◆ **Problem statement**
Pick out every line in the entries below that contains the word "downspout", and copy each of those lines in full.

◆ **Dataset records**
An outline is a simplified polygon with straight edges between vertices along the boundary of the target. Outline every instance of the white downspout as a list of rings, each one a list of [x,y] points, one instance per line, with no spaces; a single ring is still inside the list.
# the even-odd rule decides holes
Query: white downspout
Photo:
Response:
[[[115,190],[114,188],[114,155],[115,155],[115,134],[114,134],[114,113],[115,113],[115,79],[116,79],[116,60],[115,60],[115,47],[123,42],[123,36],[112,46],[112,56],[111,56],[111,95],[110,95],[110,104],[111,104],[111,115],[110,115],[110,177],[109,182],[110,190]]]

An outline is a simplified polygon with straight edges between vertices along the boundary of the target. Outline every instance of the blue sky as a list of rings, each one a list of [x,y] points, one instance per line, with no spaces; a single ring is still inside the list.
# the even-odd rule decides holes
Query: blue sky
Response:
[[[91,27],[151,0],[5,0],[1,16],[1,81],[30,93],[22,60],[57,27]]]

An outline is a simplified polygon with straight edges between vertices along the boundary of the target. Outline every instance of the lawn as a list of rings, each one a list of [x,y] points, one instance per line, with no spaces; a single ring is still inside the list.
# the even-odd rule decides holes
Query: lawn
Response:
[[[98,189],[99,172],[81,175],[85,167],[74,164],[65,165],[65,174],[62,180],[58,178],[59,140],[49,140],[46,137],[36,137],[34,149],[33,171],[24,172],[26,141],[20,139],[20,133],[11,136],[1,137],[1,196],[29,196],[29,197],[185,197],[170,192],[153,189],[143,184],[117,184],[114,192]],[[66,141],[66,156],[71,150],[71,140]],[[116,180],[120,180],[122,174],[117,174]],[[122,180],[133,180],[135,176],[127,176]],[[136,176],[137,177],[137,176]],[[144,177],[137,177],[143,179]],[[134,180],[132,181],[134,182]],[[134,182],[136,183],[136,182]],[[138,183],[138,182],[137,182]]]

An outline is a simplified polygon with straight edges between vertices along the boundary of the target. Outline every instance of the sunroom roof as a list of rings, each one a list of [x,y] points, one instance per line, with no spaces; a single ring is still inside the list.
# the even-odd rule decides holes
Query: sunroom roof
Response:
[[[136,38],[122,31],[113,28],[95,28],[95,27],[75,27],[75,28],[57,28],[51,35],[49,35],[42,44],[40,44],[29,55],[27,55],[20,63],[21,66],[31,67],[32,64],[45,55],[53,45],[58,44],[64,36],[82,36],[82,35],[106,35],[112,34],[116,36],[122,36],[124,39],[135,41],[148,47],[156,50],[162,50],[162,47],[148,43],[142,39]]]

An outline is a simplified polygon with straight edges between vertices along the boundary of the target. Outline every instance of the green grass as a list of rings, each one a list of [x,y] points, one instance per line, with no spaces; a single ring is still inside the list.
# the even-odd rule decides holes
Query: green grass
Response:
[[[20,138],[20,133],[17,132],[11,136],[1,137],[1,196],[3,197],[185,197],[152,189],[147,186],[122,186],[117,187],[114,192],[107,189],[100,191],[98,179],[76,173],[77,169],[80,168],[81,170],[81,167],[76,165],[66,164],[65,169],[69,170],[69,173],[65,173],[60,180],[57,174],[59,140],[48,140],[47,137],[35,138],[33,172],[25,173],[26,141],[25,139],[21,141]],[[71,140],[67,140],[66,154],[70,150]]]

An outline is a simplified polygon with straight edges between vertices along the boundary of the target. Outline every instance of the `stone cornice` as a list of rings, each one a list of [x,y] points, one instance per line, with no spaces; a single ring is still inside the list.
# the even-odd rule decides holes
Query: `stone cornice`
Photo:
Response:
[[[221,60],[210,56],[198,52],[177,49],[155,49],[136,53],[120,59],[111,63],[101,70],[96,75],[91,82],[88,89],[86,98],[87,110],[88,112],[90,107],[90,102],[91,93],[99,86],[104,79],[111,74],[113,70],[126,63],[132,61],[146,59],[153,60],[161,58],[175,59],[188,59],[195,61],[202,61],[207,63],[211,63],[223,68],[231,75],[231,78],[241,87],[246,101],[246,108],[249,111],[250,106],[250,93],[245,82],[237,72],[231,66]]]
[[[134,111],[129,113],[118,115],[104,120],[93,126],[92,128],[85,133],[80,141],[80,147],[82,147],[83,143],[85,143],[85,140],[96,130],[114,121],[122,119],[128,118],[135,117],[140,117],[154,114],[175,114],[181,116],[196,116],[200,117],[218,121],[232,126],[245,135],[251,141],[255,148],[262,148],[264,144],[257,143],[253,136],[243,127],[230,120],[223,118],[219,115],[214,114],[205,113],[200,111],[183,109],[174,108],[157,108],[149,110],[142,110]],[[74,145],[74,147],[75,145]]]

◆ **Correct response**
An outline is a simplified polygon with straight edges between vertices along the boundary of the target. Outline every instance of the white downspout as a list of rings, each one a list of [x,y] points, one instance per line, with no spaces; a single ring is still inside the list.
Query: white downspout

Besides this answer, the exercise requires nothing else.